*** Begin section ***
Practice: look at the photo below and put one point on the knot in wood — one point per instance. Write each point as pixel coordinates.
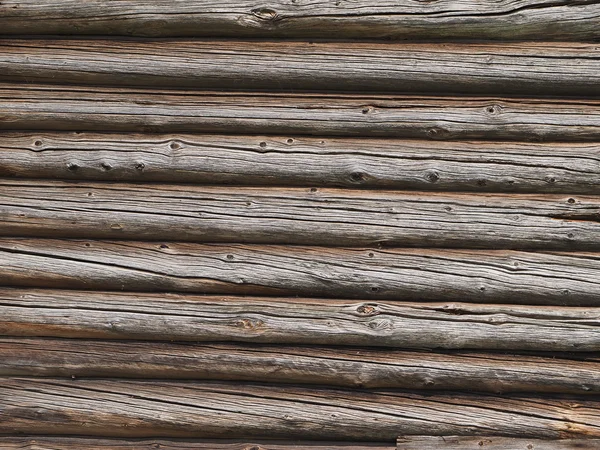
(367, 310)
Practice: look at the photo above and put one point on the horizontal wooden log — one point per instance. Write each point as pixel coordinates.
(110, 315)
(526, 20)
(517, 69)
(69, 108)
(572, 168)
(330, 217)
(222, 410)
(492, 443)
(73, 443)
(492, 276)
(352, 367)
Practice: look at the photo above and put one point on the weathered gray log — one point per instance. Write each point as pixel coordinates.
(519, 68)
(527, 20)
(30, 107)
(110, 315)
(73, 443)
(572, 168)
(493, 443)
(491, 276)
(353, 367)
(223, 410)
(331, 217)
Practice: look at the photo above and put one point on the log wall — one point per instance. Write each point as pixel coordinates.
(318, 225)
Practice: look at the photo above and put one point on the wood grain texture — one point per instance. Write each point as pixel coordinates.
(331, 217)
(69, 108)
(572, 168)
(489, 69)
(492, 443)
(111, 315)
(223, 410)
(73, 443)
(484, 276)
(525, 19)
(352, 367)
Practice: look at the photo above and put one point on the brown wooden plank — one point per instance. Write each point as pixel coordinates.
(507, 69)
(69, 108)
(331, 217)
(525, 19)
(72, 443)
(493, 443)
(351, 367)
(485, 276)
(478, 166)
(113, 315)
(222, 410)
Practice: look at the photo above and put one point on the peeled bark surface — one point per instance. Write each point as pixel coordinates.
(476, 166)
(525, 19)
(492, 276)
(331, 217)
(351, 367)
(223, 410)
(492, 443)
(110, 315)
(482, 69)
(71, 443)
(70, 108)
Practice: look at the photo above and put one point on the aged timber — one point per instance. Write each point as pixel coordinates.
(113, 315)
(363, 19)
(489, 69)
(230, 410)
(493, 443)
(333, 217)
(572, 168)
(69, 108)
(73, 443)
(493, 276)
(352, 367)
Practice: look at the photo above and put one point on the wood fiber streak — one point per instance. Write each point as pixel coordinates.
(468, 19)
(492, 443)
(222, 410)
(304, 161)
(72, 443)
(352, 367)
(492, 276)
(110, 315)
(488, 69)
(69, 108)
(331, 217)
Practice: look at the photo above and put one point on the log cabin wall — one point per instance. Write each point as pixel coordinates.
(299, 225)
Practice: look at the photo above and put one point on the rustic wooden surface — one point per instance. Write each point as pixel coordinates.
(492, 276)
(121, 408)
(351, 367)
(492, 443)
(69, 108)
(520, 68)
(552, 20)
(110, 315)
(301, 216)
(71, 443)
(478, 166)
*** End section ***
_Exercise objective:_ Only the pictures are to be left out; restate everything else in the listing word for word.

_Answer section:_
Practice: look at the photo below and put one point on the knot in wood — one point per instance. Write each point as pixel coordinates.
(367, 310)
Practice: look at the photo above and put one point on the horizontal wooden log — one point per instance. Write each point as pixel coordinates.
(110, 315)
(526, 20)
(517, 69)
(69, 108)
(572, 168)
(330, 217)
(222, 410)
(492, 443)
(73, 443)
(492, 276)
(352, 367)
Practice: look at the photo above and put one point on the weathered gray log — one point per instance. Write each point as pixel coordinates.
(519, 68)
(527, 20)
(30, 107)
(110, 315)
(73, 443)
(572, 168)
(493, 443)
(491, 276)
(353, 367)
(223, 410)
(331, 217)
Practice: look at the photo above and put one point on the log wall — one point per instance. Write each point as pixel coordinates.
(318, 225)
Practice: look at the photo above and put one point on the wood grain texture — one point per instance. Write each point as pixel coordinates.
(331, 217)
(69, 108)
(572, 168)
(489, 69)
(492, 443)
(111, 315)
(223, 410)
(73, 443)
(484, 276)
(525, 19)
(352, 367)
Practice: look at the photo above and put one point on the brown wooden plank — one point per instance. Write each point as pixel coordinates.
(507, 69)
(69, 108)
(331, 217)
(525, 19)
(72, 443)
(493, 443)
(351, 367)
(485, 276)
(478, 166)
(113, 315)
(222, 410)
Practice: look at the photo above and put one point on the peeled bark surface — one point per instance. Write each point as pixel coordinates.
(476, 166)
(525, 19)
(492, 276)
(331, 217)
(351, 367)
(223, 410)
(492, 443)
(110, 315)
(482, 69)
(71, 443)
(70, 108)
Practice: look at the photo above and put one point on the aged timber — one point per instance. Write each point as pixel coordinates.
(113, 315)
(363, 19)
(489, 69)
(230, 410)
(493, 443)
(333, 217)
(572, 168)
(69, 108)
(73, 443)
(493, 276)
(352, 367)
Practice: look at the photo above and put one point on the wood fiber streak — one point per instance. Write each point as pixel coordinates.
(468, 19)
(492, 443)
(222, 410)
(304, 161)
(72, 443)
(352, 367)
(492, 276)
(110, 315)
(488, 69)
(69, 108)
(331, 217)
Practice: look at the photo above and put one point on the log cabin wall — one point per instance. Write each point as pixel coordinates.
(299, 225)
Practice: look at the photo above and put one point on the rustic wooden surface — one point per instance. Write each point as pixel coordinates.
(492, 276)
(121, 408)
(351, 367)
(492, 443)
(69, 108)
(520, 68)
(552, 20)
(110, 315)
(301, 216)
(71, 443)
(478, 166)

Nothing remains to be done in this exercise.